==== TEXT PROVIDED

# What is the difference between surface and algebraic curve in general?

The question may seem dumb at first glance. But I couldn't figure out a satisfying answer after some research. A friend of mine told me that in an interview, she was asked to explain the sliding mode control, which is a control scheme for nonlinear system. Briefly explaining, in sliding mode control we have a $\sigma(x)$ which is a scalar function of the vector $x(t)$, and $x$ represents the system states. (I think you do not need to be totally familiar with these concepts and a short glimpse might be enough to answer the question.) Then someone asked her why we call the $\sigma(x)$ a surface? Why don't we call it a sliding curve?

So this question led me to the basic question of, what is the general definition of a curve and a surface and what is the difference between them? Wikipedia says:

A plane algebraic curve is the locus of the points of coordinates $x,y$ such that $f(x,y)=0$, where $f$ is a polynomial in two variables defined over some field $F$. Algebraic geometry normally looks not only on points with coordinates in $F$ but on all the points with coordinates in an algebraically closed field $K$.

and here it says:

A complex projective algebraic curve resides in n-dimensional complex projective space $CP^n$. This has complex dimension n, but topological dimension, as a real manifold, 2n, and is compact, connected, and orientable. An algebraic curve over $C$ likewise has topological dimension two; in other words, it is a surface.

I am not an expert in math. From what I have learned previously, a curve refers to a one-dimensional object and surface is something two-dimensional (Not precise I know, intuitively speaking...) But these definitions left me confused.

========
==== EXCERPTED RECORDS

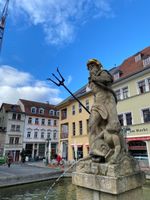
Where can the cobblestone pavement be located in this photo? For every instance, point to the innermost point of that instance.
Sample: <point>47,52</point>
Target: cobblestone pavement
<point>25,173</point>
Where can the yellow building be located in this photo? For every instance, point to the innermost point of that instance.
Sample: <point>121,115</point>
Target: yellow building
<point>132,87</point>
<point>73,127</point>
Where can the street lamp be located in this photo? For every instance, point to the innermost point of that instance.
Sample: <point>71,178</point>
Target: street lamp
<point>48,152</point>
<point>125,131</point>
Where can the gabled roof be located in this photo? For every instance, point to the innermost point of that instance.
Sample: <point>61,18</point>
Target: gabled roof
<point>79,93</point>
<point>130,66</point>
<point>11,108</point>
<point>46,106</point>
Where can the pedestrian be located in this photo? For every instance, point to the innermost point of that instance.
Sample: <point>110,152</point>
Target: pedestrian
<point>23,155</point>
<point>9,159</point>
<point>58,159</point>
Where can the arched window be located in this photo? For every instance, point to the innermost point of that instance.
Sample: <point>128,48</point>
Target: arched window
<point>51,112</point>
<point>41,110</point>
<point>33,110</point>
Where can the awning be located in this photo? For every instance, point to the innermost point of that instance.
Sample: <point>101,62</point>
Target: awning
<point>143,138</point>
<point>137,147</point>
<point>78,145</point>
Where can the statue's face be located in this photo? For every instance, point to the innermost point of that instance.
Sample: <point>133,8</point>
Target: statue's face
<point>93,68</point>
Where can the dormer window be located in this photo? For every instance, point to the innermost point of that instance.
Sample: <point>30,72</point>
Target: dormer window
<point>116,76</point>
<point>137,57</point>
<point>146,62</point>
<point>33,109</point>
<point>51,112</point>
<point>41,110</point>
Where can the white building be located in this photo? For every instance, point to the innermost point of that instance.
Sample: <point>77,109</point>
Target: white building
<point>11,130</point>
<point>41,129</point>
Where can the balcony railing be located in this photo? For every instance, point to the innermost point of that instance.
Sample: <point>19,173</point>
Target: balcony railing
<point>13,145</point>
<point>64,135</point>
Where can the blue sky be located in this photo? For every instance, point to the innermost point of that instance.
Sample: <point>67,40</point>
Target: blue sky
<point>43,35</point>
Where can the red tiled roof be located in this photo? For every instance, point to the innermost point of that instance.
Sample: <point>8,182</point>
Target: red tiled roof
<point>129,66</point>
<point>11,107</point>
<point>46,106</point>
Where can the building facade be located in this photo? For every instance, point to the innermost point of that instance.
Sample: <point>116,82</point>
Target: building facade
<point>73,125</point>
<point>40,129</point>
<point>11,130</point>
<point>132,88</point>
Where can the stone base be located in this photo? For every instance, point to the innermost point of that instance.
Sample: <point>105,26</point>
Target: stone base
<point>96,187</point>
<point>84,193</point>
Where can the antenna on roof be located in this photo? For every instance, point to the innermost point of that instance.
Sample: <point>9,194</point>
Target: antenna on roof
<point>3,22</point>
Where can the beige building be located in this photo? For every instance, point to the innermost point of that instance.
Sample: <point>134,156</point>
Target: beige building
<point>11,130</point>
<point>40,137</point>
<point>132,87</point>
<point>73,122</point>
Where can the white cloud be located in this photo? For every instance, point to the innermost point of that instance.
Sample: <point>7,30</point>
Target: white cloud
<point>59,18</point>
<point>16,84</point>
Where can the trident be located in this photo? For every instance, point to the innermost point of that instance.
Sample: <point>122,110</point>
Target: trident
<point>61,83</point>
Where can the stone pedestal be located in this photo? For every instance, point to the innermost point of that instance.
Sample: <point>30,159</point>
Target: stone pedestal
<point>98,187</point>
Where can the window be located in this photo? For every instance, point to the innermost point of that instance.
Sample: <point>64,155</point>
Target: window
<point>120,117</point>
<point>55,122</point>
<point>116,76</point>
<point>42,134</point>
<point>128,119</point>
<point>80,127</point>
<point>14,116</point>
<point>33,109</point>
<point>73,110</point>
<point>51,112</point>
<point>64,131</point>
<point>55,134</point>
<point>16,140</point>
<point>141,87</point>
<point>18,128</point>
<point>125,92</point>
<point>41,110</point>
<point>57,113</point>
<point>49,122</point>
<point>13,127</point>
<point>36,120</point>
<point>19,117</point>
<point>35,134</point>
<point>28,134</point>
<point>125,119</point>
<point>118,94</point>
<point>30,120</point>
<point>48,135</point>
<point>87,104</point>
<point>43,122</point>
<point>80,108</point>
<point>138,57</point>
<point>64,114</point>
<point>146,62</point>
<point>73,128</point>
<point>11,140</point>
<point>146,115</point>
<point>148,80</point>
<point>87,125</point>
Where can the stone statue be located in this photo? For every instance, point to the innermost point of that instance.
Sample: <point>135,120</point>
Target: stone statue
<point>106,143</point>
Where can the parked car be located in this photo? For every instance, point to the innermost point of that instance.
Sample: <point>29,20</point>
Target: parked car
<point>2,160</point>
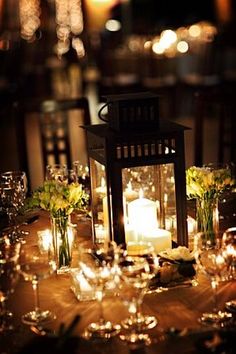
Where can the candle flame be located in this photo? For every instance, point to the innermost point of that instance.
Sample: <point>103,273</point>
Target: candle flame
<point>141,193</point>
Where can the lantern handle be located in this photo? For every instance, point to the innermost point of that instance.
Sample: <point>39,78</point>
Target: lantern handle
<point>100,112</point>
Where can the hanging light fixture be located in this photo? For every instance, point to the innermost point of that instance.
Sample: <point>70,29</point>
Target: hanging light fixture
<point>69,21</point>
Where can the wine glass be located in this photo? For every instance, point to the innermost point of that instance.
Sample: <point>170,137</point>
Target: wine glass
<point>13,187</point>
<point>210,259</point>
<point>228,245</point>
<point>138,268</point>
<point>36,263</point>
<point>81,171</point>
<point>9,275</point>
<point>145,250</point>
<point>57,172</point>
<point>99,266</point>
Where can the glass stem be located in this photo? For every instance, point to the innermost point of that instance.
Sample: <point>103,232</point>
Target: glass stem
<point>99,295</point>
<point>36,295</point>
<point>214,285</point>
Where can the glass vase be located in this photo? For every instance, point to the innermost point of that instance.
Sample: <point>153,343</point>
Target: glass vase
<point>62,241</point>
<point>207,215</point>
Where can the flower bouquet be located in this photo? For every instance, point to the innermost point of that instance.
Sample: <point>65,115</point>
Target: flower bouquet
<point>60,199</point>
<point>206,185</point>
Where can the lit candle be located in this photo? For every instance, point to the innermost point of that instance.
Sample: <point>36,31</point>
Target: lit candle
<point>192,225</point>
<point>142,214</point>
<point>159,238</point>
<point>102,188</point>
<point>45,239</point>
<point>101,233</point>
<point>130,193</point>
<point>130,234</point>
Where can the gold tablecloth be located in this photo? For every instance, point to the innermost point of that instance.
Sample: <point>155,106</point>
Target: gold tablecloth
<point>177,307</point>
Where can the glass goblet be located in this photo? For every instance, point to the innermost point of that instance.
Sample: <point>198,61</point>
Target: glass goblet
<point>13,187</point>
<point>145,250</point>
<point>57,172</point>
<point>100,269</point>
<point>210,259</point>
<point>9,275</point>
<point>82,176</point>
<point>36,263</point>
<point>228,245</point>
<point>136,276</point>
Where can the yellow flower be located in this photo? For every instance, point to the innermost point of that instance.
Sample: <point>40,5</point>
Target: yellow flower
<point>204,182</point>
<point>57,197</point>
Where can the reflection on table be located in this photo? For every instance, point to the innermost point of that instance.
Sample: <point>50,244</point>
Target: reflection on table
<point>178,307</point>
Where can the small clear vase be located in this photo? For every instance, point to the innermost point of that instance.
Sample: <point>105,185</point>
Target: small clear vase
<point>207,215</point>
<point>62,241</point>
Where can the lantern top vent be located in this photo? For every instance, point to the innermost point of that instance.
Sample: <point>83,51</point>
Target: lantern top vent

========

Render this sentence from the text on curves and surfaces in French: "An algebraic curve over $C$ likewise has topological dimension two; in other words, it is a surface."

Une courbe algébrique sur $C$ a de même une dimension topologique égale à deux ; autrement dit, c'est une surface.